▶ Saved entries
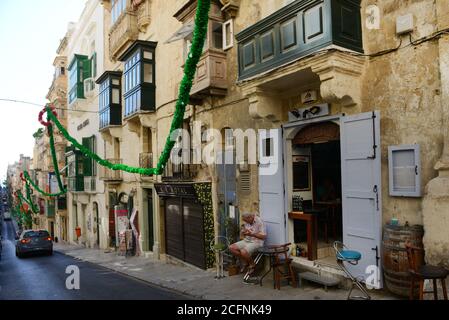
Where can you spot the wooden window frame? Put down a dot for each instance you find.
(397, 193)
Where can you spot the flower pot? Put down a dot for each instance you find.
(233, 270)
(78, 231)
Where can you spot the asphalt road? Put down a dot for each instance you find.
(44, 278)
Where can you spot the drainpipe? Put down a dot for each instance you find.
(436, 199)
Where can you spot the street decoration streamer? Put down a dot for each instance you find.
(199, 37)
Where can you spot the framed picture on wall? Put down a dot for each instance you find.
(301, 173)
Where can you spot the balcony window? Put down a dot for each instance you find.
(79, 70)
(211, 76)
(75, 168)
(298, 29)
(89, 165)
(118, 7)
(110, 105)
(139, 77)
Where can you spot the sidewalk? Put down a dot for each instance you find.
(198, 283)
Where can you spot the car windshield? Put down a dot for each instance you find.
(35, 234)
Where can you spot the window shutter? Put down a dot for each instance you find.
(94, 64)
(404, 165)
(87, 69)
(245, 181)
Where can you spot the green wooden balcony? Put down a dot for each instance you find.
(75, 184)
(51, 210)
(296, 30)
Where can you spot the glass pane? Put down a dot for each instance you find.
(217, 35)
(148, 55)
(115, 96)
(404, 170)
(148, 73)
(228, 34)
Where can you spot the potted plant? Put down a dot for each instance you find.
(233, 234)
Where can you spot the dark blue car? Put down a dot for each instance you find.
(31, 241)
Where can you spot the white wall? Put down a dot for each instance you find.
(87, 38)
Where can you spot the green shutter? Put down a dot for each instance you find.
(87, 162)
(87, 69)
(93, 60)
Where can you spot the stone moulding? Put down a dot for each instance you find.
(143, 10)
(230, 7)
(123, 32)
(339, 73)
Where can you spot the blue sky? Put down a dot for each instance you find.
(30, 31)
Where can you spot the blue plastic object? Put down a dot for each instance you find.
(349, 255)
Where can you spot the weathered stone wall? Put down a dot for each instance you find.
(436, 201)
(405, 87)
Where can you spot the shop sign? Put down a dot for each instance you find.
(315, 111)
(175, 190)
(122, 219)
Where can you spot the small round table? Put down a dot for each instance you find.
(271, 252)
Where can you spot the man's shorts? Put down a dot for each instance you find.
(250, 247)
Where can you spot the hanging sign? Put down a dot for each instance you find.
(135, 229)
(121, 218)
(319, 110)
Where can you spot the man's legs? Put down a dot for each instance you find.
(238, 250)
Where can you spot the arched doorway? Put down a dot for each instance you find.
(97, 224)
(316, 183)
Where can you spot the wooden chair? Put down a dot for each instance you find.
(282, 265)
(419, 271)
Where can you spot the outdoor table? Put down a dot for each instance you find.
(270, 252)
(312, 230)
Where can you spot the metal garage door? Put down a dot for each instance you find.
(184, 231)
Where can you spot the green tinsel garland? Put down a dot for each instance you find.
(199, 37)
(55, 161)
(27, 201)
(26, 175)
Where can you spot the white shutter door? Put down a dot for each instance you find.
(361, 190)
(271, 185)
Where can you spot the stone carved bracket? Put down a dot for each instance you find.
(143, 10)
(230, 7)
(339, 74)
(264, 105)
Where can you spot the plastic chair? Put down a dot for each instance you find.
(419, 271)
(219, 245)
(343, 254)
(282, 266)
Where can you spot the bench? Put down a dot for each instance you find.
(316, 278)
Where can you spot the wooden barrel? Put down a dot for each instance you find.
(395, 263)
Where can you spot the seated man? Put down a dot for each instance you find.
(253, 234)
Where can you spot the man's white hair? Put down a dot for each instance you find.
(248, 214)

▶ PROBLEM TO SOLVE
Rewrite the rows above as a two-column CSV with the columns "text" and "answer," giving one line per row. Put each value in a single quoted field with line breaks turned into spaces, and leave out the pictures.

▶ RESPONSE BELOW
text,answer
"Where can you spot the wooden window frame? Put down a dot for each instance you find.","(397, 193)"
"Where can you spot the flower pot? Put down a dot for each instance you find.","(233, 270) (78, 231)"
"Where can you spot the asphalt road? Put down a dot for each instance you find.","(44, 278)"
"Where can you spot the drainpipe? Put down a dot for each instance you find.","(436, 199)"
"Where can you spot the street decoration streamer? Put down a dot for each instance you find.","(199, 37)"
"Where can you spot the framed picture on wall? Put down a dot for each instance you find.","(301, 173)"
"Where can you spot the balcony window? Put down a dot for each instance you find.","(79, 70) (211, 76) (75, 168) (298, 29) (89, 165) (118, 7) (110, 105) (139, 77)"
"Where can you spot the sidewalk? Put down a dot for each instance you find.","(198, 283)"
"Where can you spot the car windshield? Put down a dot for each instance you find.","(35, 234)"
"Where can you spot the window shutter? Put down a dot for each instance you find.","(94, 64) (404, 165) (87, 69) (245, 181)"
"Where can you spot the green wooden balcony? Put down a dot for each instance you find.","(75, 184) (51, 210) (296, 30)"
"Where can you spot the glass pane? Put down a dot for each instance you find.","(217, 35) (148, 55) (115, 96) (404, 170) (148, 73) (228, 34)"
"Where can you spot the potted plant? Put down a dot for each instance you find.","(233, 234)"
"Where can you spot the dark blue car? Put down a dot for each instance you find.","(31, 241)"
"Where can you spot the white wall? Put down a dot for each instance you find.","(87, 38)"
"Where can you spot the green shutter? Put down a dot for each instance you find.","(87, 162) (87, 69) (93, 60)"
"Where can you spot the stone moulding? Put down a dot for each instance you find.","(143, 10) (230, 7) (123, 32) (339, 73)"
"Where can you spot the blue sky? Put down a dot for each instance you find.","(30, 31)"
"Where can you spot the blue plastic object? Put down a dot for each instance you find.","(349, 255)"
"Where can you spot the weathered stone wall? Put down a dot for each instance you find.","(436, 201) (405, 87)"
"Where can you spot the shop sign? Put down a dot for each instance you find.","(315, 111) (175, 190) (122, 219)"
"Where can you spot the small round table? Put down a dot for each instance you find.","(271, 252)"
"Where can you spot the man's shorts? Put down a dot for each instance you find.","(250, 247)"
"Where can you spot the hanging sign? Put down a dot for each instance you find.","(135, 229) (121, 218) (319, 110)"
"Where can you spot the man's legs? Put down a dot for each instance you find.","(238, 250)"
"Where can you spot the arched doorway? Put down a dot for each instance you find.","(97, 224) (316, 183)"
"Where can you spot the wooden chair? Put down a dot for each instance you find.","(282, 265) (419, 271)"
"Where can you spot the outdoor table? Put down a dot for each instance you find.","(270, 252) (312, 230)"
"Where can you spot the metal garage door? Put down a dot for each instance you find.","(184, 231)"
"Where can you spot the green tinsel garland? Put down a dot for each instance you find.","(199, 37) (55, 161) (27, 201) (26, 175)"
"Where can you spot the white shutter door? Put down a dot for each instance you find.","(361, 190) (271, 185)"
"Where can you spot the stone carved bracket? Put down a dot for each instance you find.","(143, 10) (230, 7) (339, 74) (264, 105)"
"Where can you spot the plastic chair? Put down a dot for each instance you find.","(419, 271) (219, 245) (343, 254) (282, 266)"
"Where can you spot the bench? Put down a dot for each instance you find.","(316, 278)"
"Where can you spot the wooden barrel? Put down a dot for each instance you find.","(395, 263)"
"Where can you spot the seated man? Put down a dot for each instance you find.","(253, 234)"
"Where can you spot the man's white hair? Put down a dot for each instance you find.","(248, 214)"